Kage Baker was a model of authorly discipline. She sat down every day and wrote – usually on a deliberately set topic, from a carefully arranged outline, so many words a day, so many points ticked off on a neat list. It was astonishing.
It’s also a deed impossible of duplication. That particular trick of hers remains her signature party piece – I watched her do it, I hung over her shoulder and watched the words flow out from her hands, I listened as she told me every step needed to accomplish that 2,000 words (minimum) every day. And I don’t know how it works. I don’t know how to make it start. I mean, it works when it does happen, but how to make sure it does – ?
It’s a mystery, Dear Readers. Just so you know.
So there the Operatives were, building the very first Base. They were on their own, the mortals all having fled back to the Far Future, confident in the ability of their cyborg cultural militia to take a stand in the desert and save the Past for them.
And it wasn’t as if the Operatives of Australia Base were inexperienced. Oh, they had been once – they’d been recruited in the tent-and-inflatable days, raised and trained in outposts like high-tech gypsy camps. Most of them remembered mortals among their teachers, glassy-eyed with tranquilizers and afraid to touch them. All of them were human – or had been: but not all of them looked like it, and none of them were really human any more.
※ ※ ※
• What the task requires: Reproduce word for word the part of the passage above about Kage Baker and the Operatives that lies between "It’s a mystery, Dear" and "human any more.", inclusive.

• Records shown:
※ ※ ※
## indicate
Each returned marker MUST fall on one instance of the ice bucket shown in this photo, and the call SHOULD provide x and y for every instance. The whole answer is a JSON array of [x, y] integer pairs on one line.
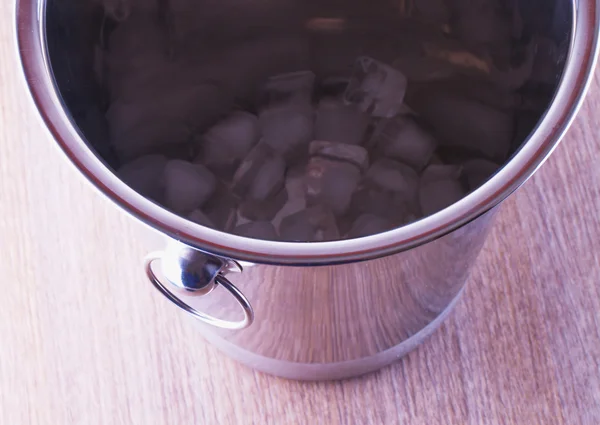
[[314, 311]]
※ ※ ※
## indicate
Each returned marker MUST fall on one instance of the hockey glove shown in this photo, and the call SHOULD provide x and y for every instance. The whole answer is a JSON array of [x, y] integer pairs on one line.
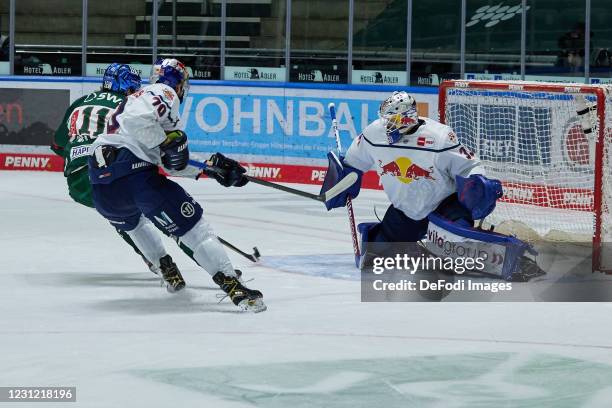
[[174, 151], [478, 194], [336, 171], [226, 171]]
※ ※ ※
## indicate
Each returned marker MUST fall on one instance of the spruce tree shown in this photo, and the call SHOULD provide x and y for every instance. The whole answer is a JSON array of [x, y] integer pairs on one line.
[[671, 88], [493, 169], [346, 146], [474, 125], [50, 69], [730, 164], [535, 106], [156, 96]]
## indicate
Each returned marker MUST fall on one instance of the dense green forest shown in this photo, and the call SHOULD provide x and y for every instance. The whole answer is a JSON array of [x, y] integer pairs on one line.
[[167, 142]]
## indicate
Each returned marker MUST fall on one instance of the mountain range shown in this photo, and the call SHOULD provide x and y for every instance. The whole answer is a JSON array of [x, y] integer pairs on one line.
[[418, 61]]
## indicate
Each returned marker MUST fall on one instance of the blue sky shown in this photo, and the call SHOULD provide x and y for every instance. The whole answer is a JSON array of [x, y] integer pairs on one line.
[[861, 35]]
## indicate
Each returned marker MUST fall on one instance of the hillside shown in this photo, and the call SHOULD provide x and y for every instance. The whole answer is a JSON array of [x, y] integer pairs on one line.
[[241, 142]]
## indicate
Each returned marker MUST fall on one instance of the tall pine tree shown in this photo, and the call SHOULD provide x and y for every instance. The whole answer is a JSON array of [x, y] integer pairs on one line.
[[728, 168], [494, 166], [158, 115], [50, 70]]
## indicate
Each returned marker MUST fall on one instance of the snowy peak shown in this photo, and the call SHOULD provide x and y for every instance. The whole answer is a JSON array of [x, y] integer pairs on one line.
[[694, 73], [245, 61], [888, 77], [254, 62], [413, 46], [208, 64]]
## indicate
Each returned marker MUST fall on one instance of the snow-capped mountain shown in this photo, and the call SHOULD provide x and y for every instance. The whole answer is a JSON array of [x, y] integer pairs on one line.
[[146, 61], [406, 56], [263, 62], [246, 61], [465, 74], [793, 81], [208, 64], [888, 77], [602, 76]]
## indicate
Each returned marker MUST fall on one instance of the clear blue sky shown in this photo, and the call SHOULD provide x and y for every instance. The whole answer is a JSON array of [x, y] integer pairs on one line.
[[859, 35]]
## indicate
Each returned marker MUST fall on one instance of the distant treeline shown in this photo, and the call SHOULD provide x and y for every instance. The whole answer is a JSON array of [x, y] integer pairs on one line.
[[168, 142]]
※ ※ ※
• Solution to the exercise:
It’s a mystery, Dear Readers. Just so you know.
So there the Operatives were, building the very first Base. They were on their own, the mortals all having fled back to the Far Future, confident in the ability of their cyborg cultural militia to take a stand in the desert and save the Past for them.
And it wasn’t as if the Operatives of Australia Base were inexperienced. Oh, they had been once – they’d been recruited in the tent-and-inflatable days, raised and trained in outposts like high-tech gypsy camps. Most of them remembered mortals among their teachers, glassy-eyed with tranquilizers and afraid to touch them. All of them were human – or had been: but not all of them looked like it, and none of them were really human any more.